Proose is a web services wrapper around the Goose HTML content extracting library.
Proose also has limited (5,000 character maximum) support for the unofficial Google Translate Java API.
Proose is based on Prudence, the
RESTful web platform for the JVM. It was inspired by the need for a server-side
implementation of Readability.js
Goose seems to be the best one in any language; Proose exposes it via a web services API
written primarily in a few lines of server-side JavaScript running on top of Prudence.
To use it, you'll need the JavaScript-enabled edition of Prudence (v1.1). You'll need to install the proose
source in your instance's applications
directory, and install or link the included jar dependencies (located in libraries
in the repo) in the instance's libraries
directory. These are the dependencies:
- Goose: (http://github.com/jiminoc/goose)
- MongoDB/Rhino integration (http://code.google.com/p/mongodb-rhino/) (Note: used only for the included JSON class. Prior to version 1.1, these jars were included in Prudence, but were since moved out of it.)

....

Given exercise:
Transcribe the Proose description from "Proose is a" up to and including "Translate Java API.". Answer using only the Proose description.

Raw data:
....

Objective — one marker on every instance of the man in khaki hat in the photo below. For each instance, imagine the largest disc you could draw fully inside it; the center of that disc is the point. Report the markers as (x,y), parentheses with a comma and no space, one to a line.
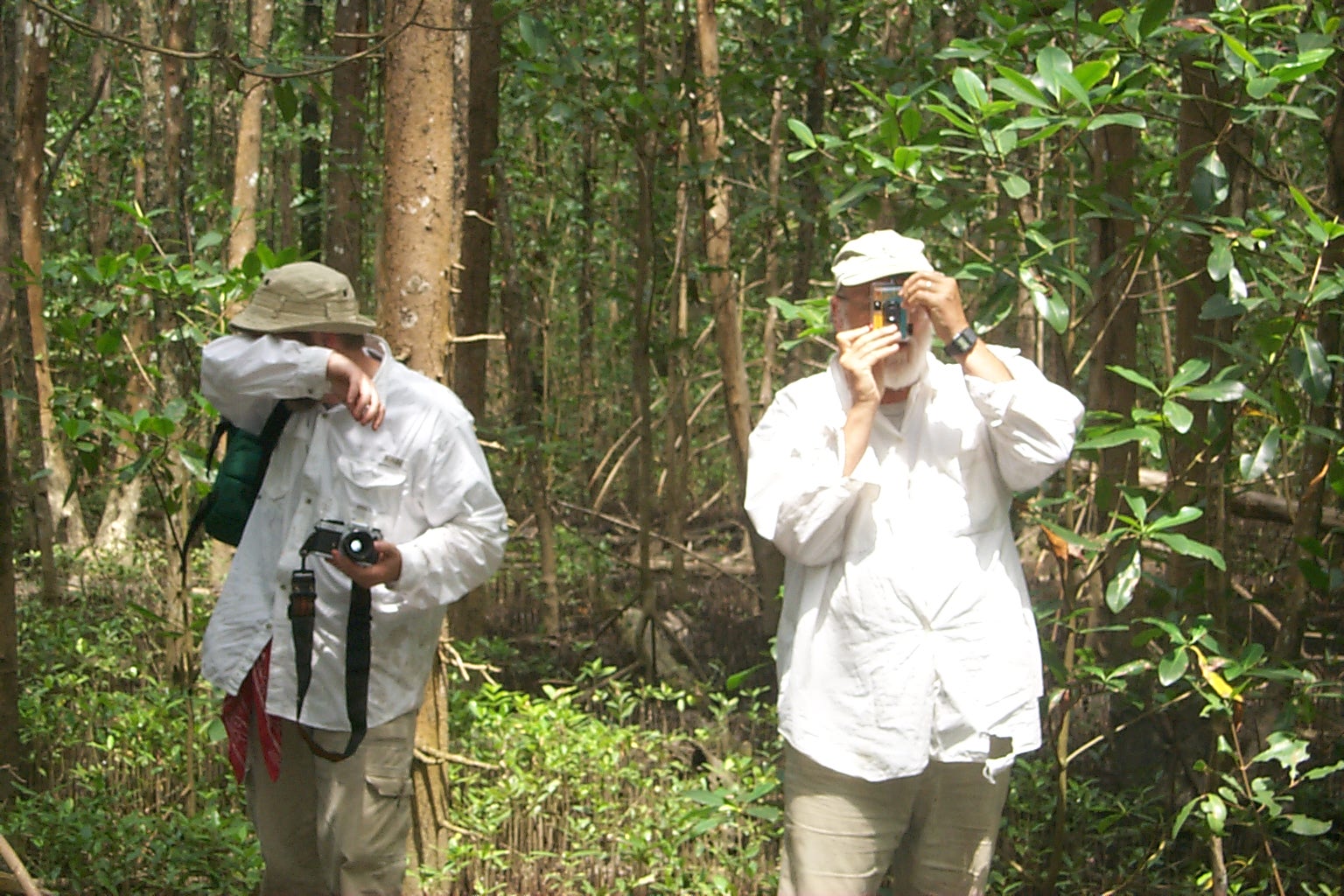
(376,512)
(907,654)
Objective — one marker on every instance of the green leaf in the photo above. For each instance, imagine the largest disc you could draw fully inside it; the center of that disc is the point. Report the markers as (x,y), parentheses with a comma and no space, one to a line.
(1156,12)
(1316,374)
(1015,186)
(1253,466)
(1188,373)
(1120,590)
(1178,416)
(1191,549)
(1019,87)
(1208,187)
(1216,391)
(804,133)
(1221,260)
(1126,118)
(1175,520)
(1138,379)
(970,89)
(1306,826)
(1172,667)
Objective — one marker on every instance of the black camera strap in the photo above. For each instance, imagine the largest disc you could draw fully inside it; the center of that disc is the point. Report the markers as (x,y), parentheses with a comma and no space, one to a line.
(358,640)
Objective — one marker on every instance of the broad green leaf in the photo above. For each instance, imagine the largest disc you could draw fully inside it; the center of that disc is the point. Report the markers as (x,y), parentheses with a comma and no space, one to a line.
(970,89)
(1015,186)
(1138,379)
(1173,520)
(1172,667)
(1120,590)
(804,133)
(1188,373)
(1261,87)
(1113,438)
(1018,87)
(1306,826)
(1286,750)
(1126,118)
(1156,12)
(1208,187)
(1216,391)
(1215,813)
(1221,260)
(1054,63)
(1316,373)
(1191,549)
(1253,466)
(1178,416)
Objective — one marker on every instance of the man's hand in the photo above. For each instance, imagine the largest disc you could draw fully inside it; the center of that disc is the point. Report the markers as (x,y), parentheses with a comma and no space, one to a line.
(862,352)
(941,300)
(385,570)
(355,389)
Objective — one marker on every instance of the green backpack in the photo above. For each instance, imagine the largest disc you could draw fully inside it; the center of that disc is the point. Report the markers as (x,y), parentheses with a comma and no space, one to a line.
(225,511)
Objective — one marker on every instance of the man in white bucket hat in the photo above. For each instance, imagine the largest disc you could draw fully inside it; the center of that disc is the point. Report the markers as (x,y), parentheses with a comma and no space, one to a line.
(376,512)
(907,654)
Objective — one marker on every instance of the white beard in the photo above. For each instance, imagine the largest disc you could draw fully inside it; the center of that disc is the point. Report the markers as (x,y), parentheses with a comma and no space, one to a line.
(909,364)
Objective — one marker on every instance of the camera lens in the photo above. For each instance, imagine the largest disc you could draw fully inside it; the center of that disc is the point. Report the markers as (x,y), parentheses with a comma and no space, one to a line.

....

Task solution:
Proose is a web services wrapper around the Goose HTML content extracting library.
Proose also has limited (5,000 character maximum) support for the unofficial Google Translate Java API.